=== Text excerpt ===
---+---
September 6th, 2021 by Dave Leave a reply »

Richard Rohr’s Daily Meditation

From the Center for Action and Contemplation

Image credit: Manuel Álvarez Bravo, Figuras en el Castillo (detail), 1920, photograph, Wikiart.

Week Thirty-Six: Life as Participation

Being Instruments of God

Almost twenty years ago, I gave a series of talks called Great Themes of Paul: Life as Participation, which I still think is one of the most important sets I ever made. Paul’s conversion on the road to Damascus (Acts 9:3–6) was dramatic and utterly life-changing. In my opinion, the resulting insights from this initial experience became central to all he taught for the rest of his life. While most of us experience many smaller transformations throughout our lives, the result should be the same. With only a few updates to my language, this is how I described it:

Before conversion, we tend to think that God is out there. After transformation, God is not out thereand we don’t look at reality. We look from reality. We’re in the middle of it now; we’re a part of it. This whole thing is what I call the mystery of participation. Paul is obsessed by the idea that we’re all already participating in something. I’m not writing the story by myself. I’m a character inside of a story that is being written in cooperation with God and the rest of humanity. This changes everything about how we see our lives. If we’re writing the story on our own, we think we’ve got to write it right. We’ve got to be clever, we’ve got to figure it out. If anything goes wrong, we’ve only got ourselves to blame. That’s a terrible way to live, even though a high degree of Christians do. And I would call that bad news.

The good news is a completely different experience of life. A participatory theology says, “I am being used, I am actively being chosen, I am being led.” It is not about joining a new denomination or having an ecstatic moment. After authentic conversion, you know that your life is not about you; you are about life! You’re an instance in this agony and ecstasy of God that is already happening inside you, and all you can do is say yes to it. That’s all. That’s conversion and it changes everything.

This idea of participating in the goodness and continual unfolding of God’s creation reminds me of the prayer attributed to St. Francis of Assisi that begins, “Make me a channel (or instrument) of your peace.”  I remember being so delighted when I learned my last name, “Rohr,” is the German word for “conduit” or “pipe”! As I’ve often said, I’m just a mouth in the Body of Christ. That’s my only gift. Before talks I try to pray that God will get me out of the way so God’s message will get through.

Looking back on my life, I can see that God did everything. God even used my mistakes to bring me to God and God’s wisdom to others! I hope this week will inspire you to look at what has happened when you also said yes to participating as God’s instrument in the world.
---+---
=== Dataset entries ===
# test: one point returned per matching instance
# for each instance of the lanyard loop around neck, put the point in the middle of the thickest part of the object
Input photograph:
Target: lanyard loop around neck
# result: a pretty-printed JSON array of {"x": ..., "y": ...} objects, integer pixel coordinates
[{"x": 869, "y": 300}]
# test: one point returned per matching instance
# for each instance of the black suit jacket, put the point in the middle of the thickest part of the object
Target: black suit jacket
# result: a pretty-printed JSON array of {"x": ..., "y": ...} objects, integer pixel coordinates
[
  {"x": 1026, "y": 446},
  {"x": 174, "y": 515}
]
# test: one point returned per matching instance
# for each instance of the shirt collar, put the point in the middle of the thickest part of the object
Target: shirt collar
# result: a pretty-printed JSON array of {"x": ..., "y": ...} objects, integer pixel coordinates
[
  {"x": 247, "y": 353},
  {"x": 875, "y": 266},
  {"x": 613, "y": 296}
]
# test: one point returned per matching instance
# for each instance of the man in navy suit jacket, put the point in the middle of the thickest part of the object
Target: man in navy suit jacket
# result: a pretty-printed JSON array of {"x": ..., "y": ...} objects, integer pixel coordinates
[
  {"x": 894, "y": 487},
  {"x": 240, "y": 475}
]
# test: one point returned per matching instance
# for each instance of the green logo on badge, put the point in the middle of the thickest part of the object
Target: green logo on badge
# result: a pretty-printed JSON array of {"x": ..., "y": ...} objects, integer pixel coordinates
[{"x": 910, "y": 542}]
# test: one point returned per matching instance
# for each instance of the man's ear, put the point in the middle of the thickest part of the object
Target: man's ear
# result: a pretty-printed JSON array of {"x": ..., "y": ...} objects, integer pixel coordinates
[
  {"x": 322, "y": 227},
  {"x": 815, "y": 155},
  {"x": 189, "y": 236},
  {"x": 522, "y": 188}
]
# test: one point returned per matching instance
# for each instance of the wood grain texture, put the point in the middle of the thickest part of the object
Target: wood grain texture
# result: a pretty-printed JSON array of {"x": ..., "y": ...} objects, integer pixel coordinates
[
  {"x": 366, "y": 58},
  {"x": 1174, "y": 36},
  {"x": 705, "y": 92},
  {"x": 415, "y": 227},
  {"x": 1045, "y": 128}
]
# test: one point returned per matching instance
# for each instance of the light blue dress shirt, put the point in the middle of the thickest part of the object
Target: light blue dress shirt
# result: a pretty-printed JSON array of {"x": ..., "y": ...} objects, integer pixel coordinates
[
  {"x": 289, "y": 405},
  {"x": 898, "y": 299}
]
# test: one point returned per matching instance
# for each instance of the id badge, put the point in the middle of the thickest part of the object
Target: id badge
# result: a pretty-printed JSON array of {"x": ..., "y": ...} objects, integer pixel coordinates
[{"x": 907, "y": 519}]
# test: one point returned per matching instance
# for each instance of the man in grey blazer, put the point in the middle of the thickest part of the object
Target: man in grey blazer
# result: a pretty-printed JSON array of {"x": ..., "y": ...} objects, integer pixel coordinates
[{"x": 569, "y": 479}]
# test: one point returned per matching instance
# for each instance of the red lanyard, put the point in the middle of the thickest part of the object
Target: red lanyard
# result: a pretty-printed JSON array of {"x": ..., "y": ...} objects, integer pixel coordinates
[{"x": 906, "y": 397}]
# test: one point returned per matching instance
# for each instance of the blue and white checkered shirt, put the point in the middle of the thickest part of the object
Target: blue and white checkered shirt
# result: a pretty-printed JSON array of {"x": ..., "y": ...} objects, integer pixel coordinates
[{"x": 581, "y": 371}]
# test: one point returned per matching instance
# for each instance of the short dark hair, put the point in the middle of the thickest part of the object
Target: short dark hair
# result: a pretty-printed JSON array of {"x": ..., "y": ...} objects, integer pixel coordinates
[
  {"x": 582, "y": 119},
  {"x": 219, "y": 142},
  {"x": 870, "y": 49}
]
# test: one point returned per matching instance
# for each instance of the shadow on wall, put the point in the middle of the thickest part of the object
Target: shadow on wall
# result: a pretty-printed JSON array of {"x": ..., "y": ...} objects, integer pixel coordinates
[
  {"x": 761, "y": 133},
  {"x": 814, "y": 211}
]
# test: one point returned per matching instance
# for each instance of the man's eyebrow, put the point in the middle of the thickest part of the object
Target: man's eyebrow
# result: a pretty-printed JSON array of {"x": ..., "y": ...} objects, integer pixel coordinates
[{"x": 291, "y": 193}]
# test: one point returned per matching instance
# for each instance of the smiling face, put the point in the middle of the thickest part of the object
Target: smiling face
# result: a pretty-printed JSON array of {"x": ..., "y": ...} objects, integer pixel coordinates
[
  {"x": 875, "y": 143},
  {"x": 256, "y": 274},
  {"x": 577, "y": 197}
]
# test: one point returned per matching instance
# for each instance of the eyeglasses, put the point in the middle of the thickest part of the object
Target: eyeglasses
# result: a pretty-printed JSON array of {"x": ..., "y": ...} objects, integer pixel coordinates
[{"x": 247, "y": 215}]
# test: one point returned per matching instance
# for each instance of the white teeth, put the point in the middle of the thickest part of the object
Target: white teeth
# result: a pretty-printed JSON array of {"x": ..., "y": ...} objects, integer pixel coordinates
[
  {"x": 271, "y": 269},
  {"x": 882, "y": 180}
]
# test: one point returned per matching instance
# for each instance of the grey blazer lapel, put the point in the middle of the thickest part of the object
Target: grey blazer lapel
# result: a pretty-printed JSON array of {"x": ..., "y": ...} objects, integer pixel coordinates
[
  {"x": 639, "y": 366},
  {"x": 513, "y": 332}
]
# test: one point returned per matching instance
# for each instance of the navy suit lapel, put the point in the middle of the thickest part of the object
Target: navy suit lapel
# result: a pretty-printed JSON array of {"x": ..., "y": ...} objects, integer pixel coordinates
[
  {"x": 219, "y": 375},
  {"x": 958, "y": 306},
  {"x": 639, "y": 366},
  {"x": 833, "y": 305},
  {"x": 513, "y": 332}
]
---+---
=== Set of tasks ===
1. Quote the passage from the meditation on life as participation starting at "This idea of" and ending at "in the world.".
2. Continue the meditation on life as participation from its last sentence.
None of the work here depends on the dataset entries.

=== Answer set ===
1.
This idea of participating in the goodness and continual unfolding of God’s creation reminds me of the prayer attributed to St. Francis of Assisi that begins, “Make me a channel (or instrument) of your peace.”  I remember being so delighted when I learned my last name, “Rohr,” is the German word for “conduit” or “pipe”! As I’ve often said, I’m just a mouth in the Body of Christ. That’s my only gift. Before talks I try to pray that God will get me out of the way so God’s message will get through.

Looking back on my life, I can see that God did everything. God even used my mistakes to bring me to God and God’s wisdom to others! I hope this week will inspire you to look at what has happened when you also said yes to participating as God’s instrument in the world.

2.
Participating in Original Goodness

Everyone and every thing is created in the “image of God.” This is the objective connection or “divine DNA” given by God equally to all creatures at the moment of their conception. The philosopher Owen Barfield (1898–1997) called this phenomenon “original participation.” [1] We could also call it original innocence, unwoundedness, or use Matthew Fox’s brilliant term, “original blessing.” As Genesis 1 clearly and repeatedly states, creation is good. So how do we first see and then practice this original goodness?

Paul gives us an answer. He says, “There are only three things that last: faith, hope, and love” (1 Corinthians 13:13). In Roman Catholic theology we called these three essential attitudes the “theological virtues,” because they are a “participation in the very life of God.” They are given freely by God, “infused” into us at our conception. In this understanding, faith, hope, and love are far more defining of the human person than the “moral virtues,” which are the various good behaviors we learn as we grow older. For all of their poor formulations, Orthodox and Catholic Christianity still offer humanity a foundationally positive anthropology. We are made out of the faith, hope, and love of God—to increase faith, hope, and love in this world. If you have a negative anthropology, as some Reformers, and many cynical Catholics do, even a good theology cannot really undo it.

From the very beginning, faith, hope, and love are planted deep within our nature—indeed they are our very nature (Romans 5:5; 8:14–17). The Christian life is simply a matter of becoming who we already are (1 John 3:1–2; 2 Peter 1:3–4). But we have to awaken, allow, and advance this core identity by saying a conscious yes to it and drawing upon it as a reliable and Absolute Source. Again, image must become likeness. We must participate in the process! 

I offer these words from Ilia Delio who draws her insights from her deep study of the Jesuit scientist Pierre Teilhard de Chardin (1881–1955):

Teilhard held that God is at the heart of cosmological and biological life, the depth and center of everything that exists. . . . Our nature is already endowed with grace, and thus our task is to be attentive to that which is within and that which is without—mind and heart—so that we may contribute to building up the world in love. Every action can be sacred action if [it] is rooted in love, and in this way, both Christians and non-Christians can participate in the emerging body of Christ. . . .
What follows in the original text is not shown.